── DATA FOR THE TASK

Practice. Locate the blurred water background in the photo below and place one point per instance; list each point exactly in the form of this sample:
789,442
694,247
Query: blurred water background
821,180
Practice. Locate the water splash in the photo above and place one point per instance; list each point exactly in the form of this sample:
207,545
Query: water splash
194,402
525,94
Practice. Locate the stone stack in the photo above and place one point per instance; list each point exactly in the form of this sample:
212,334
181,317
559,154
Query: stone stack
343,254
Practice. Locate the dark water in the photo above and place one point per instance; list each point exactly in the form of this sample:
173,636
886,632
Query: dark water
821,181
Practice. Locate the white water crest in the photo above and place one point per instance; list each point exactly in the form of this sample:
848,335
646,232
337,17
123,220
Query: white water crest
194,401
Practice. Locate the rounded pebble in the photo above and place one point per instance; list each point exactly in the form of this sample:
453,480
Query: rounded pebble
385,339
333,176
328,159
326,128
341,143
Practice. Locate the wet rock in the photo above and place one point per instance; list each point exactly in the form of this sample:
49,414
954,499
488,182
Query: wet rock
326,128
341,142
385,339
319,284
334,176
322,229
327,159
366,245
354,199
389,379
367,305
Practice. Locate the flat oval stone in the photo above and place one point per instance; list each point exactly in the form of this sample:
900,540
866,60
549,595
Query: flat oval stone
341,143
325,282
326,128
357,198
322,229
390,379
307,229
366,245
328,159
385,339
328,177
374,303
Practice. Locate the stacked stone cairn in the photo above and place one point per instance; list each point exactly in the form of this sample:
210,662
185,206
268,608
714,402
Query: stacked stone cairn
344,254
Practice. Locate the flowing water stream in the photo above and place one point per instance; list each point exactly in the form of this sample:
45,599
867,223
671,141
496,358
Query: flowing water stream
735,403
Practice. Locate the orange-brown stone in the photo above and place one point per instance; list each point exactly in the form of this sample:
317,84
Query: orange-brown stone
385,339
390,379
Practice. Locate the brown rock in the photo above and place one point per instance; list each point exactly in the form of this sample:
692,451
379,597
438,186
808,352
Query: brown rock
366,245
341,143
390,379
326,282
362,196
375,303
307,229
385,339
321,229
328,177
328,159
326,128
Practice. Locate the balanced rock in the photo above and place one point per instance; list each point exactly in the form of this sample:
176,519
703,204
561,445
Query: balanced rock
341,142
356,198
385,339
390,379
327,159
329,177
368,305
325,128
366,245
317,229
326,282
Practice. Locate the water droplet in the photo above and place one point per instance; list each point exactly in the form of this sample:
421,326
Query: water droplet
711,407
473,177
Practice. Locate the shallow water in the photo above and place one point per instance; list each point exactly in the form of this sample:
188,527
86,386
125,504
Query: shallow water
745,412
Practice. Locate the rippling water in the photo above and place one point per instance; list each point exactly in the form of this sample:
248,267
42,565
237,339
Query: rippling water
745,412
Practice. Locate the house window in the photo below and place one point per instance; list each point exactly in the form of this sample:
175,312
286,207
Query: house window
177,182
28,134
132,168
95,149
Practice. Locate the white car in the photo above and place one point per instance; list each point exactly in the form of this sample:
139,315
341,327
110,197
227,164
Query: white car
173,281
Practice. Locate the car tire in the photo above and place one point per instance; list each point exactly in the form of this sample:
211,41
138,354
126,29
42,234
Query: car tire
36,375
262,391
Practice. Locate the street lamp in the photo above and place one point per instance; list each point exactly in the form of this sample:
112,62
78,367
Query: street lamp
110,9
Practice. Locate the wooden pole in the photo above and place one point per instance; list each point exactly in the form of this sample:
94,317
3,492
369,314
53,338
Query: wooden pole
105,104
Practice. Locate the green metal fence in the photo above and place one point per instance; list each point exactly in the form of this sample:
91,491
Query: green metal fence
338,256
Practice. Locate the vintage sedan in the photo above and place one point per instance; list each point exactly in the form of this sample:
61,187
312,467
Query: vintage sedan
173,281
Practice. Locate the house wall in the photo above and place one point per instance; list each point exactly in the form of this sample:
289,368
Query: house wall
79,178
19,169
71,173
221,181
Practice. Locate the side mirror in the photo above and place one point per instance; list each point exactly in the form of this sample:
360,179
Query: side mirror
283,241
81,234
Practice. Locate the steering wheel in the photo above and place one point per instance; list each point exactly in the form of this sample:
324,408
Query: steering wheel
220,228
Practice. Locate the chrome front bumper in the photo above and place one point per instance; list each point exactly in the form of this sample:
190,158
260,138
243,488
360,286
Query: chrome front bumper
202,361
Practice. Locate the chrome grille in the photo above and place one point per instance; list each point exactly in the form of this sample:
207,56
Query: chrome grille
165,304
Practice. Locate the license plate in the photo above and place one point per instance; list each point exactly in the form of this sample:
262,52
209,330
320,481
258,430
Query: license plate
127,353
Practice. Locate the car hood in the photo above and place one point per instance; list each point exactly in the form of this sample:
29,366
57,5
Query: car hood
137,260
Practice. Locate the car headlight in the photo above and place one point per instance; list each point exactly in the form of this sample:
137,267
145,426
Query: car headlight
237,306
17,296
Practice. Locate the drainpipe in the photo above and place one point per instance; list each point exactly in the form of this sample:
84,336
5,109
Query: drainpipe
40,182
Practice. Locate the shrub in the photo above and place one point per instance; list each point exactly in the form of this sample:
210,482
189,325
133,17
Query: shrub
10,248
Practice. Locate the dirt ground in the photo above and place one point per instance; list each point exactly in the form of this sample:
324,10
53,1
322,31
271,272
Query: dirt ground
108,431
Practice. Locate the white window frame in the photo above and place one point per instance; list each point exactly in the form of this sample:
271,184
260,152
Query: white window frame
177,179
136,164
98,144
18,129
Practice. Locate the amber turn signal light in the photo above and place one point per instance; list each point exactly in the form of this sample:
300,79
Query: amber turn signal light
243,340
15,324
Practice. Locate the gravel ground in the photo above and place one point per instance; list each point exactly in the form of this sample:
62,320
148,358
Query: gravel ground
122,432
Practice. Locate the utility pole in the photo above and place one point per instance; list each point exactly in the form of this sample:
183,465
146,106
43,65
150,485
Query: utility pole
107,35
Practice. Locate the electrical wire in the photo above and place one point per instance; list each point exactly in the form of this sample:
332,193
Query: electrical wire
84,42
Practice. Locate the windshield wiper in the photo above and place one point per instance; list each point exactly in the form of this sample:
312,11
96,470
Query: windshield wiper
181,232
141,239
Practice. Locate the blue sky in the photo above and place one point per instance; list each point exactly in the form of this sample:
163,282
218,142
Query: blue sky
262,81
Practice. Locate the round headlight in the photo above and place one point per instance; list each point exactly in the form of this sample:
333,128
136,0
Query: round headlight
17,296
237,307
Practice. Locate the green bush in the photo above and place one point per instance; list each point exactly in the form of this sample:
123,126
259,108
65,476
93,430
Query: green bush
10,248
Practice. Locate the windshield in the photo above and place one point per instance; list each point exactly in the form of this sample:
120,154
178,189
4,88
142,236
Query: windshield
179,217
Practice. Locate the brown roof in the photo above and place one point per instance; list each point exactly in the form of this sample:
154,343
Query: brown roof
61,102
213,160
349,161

────
── DATA FOR THE TASK

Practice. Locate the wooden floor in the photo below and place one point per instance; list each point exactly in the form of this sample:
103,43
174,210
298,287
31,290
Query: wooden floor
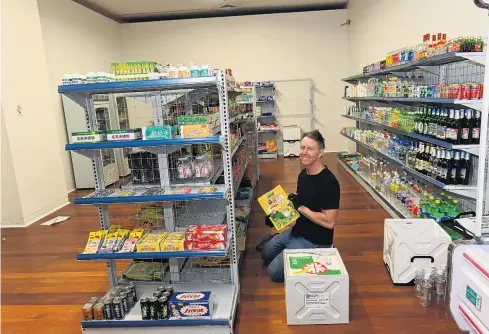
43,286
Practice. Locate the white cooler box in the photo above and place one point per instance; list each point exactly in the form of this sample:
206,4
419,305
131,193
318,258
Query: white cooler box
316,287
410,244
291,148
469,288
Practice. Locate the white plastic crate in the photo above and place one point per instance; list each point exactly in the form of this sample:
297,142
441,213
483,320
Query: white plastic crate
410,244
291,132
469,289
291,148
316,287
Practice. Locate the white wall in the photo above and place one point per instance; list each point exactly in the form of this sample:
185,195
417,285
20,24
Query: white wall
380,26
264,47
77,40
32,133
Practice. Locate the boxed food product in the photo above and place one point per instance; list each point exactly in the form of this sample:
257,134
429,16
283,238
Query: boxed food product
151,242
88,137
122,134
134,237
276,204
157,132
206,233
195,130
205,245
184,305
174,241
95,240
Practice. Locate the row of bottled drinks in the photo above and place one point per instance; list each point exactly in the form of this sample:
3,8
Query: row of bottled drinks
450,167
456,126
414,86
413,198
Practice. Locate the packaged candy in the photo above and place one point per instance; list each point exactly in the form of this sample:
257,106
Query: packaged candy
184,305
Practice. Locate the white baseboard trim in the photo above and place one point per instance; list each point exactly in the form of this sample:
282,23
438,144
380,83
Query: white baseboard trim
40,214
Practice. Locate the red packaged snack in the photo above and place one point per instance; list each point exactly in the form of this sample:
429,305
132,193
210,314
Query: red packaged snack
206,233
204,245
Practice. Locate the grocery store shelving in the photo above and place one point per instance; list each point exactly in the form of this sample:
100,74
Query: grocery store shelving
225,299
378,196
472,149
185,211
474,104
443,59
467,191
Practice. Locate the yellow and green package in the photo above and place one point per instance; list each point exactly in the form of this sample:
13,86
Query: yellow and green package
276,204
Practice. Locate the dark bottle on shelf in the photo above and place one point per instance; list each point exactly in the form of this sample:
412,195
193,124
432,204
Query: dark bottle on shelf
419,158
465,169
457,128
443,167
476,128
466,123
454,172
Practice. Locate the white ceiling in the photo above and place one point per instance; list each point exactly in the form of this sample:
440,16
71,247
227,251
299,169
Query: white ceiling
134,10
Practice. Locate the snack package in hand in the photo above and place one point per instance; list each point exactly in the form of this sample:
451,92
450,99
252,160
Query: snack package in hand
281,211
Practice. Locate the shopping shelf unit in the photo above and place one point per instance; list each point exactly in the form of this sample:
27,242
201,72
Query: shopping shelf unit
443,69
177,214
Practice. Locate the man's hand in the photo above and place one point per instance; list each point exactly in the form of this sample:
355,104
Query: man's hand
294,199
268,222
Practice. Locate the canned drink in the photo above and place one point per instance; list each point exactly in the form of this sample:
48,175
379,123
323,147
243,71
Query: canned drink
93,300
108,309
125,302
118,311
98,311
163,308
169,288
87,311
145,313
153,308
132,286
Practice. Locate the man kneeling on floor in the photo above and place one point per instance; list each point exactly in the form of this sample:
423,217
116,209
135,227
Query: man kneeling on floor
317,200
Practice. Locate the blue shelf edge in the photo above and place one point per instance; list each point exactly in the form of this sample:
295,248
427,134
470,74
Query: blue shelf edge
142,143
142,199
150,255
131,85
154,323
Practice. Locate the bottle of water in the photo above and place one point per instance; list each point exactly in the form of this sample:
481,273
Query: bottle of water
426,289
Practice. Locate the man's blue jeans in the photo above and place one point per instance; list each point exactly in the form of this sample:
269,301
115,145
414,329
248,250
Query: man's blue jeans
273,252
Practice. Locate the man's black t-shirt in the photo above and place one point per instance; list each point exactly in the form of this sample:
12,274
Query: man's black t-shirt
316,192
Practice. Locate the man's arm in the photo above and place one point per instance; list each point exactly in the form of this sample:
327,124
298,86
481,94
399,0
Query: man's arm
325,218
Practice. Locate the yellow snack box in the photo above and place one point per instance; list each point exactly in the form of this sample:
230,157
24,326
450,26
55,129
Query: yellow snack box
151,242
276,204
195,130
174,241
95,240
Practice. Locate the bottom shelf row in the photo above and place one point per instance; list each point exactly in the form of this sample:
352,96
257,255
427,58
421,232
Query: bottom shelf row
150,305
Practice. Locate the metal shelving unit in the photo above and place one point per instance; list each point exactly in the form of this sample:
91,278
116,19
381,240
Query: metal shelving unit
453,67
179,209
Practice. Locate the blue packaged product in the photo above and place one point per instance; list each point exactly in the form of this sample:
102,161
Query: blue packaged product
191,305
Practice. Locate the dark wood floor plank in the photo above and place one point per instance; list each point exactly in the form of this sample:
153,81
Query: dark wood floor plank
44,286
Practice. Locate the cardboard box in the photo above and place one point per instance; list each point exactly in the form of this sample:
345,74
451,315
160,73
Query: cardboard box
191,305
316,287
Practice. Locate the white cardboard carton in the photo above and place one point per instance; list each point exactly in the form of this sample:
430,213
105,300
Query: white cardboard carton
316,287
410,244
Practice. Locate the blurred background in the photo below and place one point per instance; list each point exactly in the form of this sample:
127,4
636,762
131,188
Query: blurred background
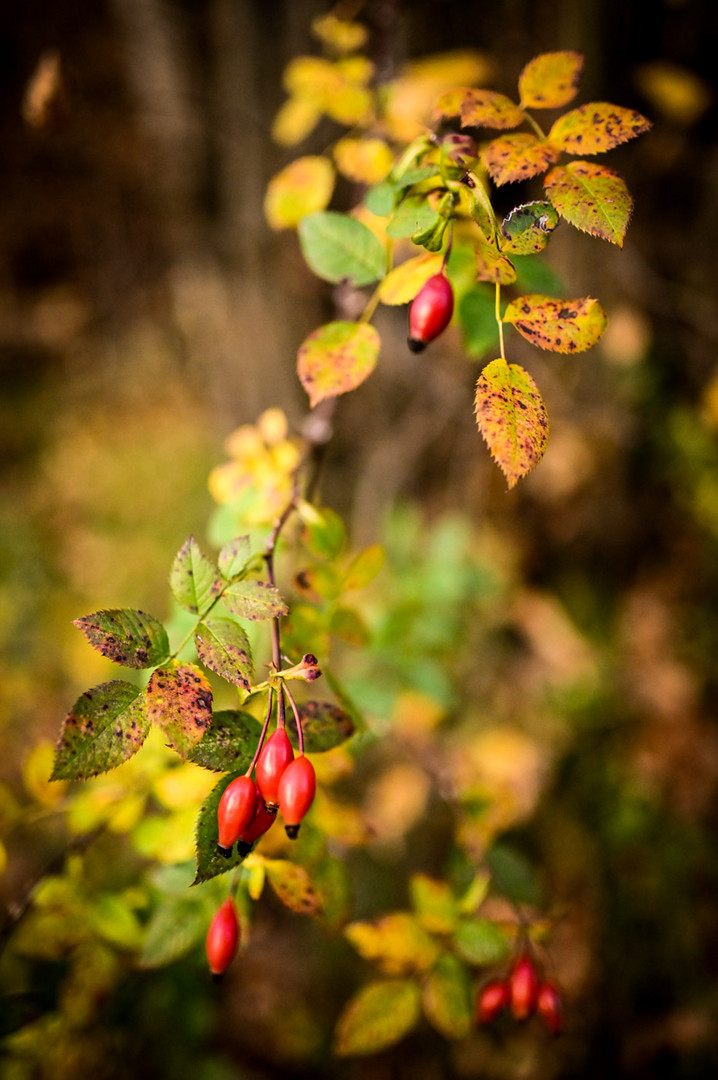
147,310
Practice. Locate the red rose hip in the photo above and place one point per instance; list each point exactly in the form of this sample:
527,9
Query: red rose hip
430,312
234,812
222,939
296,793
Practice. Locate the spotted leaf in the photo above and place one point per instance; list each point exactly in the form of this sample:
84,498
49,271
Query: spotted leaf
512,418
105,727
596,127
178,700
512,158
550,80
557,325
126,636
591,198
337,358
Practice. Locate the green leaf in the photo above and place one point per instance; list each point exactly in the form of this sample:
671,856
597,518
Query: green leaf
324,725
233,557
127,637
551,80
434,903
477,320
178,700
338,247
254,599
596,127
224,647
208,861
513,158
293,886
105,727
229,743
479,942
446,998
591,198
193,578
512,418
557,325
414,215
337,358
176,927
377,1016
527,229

────
── DATA FOR THE TASK

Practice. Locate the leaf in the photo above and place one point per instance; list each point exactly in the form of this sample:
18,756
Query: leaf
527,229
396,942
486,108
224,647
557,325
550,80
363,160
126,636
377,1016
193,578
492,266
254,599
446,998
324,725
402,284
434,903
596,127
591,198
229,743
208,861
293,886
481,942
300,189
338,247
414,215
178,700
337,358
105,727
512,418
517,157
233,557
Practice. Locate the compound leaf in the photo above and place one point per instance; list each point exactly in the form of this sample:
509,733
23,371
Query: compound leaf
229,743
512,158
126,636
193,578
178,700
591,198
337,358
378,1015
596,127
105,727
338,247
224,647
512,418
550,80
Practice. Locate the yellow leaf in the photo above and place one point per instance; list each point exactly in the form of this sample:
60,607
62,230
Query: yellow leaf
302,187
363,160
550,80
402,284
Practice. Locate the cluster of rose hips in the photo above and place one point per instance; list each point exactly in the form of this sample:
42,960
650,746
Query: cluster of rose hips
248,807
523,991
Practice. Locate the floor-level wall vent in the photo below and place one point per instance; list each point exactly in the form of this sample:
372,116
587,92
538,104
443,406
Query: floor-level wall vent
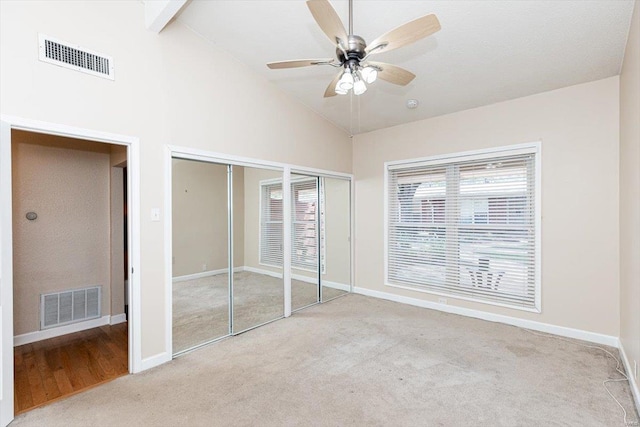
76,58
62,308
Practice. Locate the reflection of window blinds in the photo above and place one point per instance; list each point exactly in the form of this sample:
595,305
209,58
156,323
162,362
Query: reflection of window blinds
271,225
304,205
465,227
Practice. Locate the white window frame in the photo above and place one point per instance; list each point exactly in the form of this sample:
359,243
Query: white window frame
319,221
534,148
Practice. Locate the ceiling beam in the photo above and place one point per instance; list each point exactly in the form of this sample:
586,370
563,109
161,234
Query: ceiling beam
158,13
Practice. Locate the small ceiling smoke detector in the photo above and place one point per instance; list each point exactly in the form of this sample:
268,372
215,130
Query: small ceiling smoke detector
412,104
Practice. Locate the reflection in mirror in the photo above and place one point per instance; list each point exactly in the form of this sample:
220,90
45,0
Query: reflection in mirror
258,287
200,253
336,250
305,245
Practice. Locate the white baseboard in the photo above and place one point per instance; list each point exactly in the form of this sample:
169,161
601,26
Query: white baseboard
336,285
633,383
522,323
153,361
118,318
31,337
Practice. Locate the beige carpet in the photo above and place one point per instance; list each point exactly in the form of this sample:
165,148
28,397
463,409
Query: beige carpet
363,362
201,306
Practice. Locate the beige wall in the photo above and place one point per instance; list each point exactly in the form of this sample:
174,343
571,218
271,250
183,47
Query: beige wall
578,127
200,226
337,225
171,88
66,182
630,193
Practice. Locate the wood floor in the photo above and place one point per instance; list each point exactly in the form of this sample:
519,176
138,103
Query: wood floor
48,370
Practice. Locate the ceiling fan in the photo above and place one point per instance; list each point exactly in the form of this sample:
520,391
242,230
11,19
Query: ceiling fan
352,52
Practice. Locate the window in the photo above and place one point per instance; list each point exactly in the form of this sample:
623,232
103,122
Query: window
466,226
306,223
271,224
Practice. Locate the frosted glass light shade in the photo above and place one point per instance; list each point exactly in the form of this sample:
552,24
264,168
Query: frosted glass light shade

────

▶ WHAT YOU SHOULD DO
Please filter the entries above down to the lines holding "frosted" and copy them.

▶ RESPONSE TO THIS TASK
Practice. Locate the frosted glass light shade in the photo above and place one point per instance; list each point exactly in the form of this sample:
Query: frosted glass light shade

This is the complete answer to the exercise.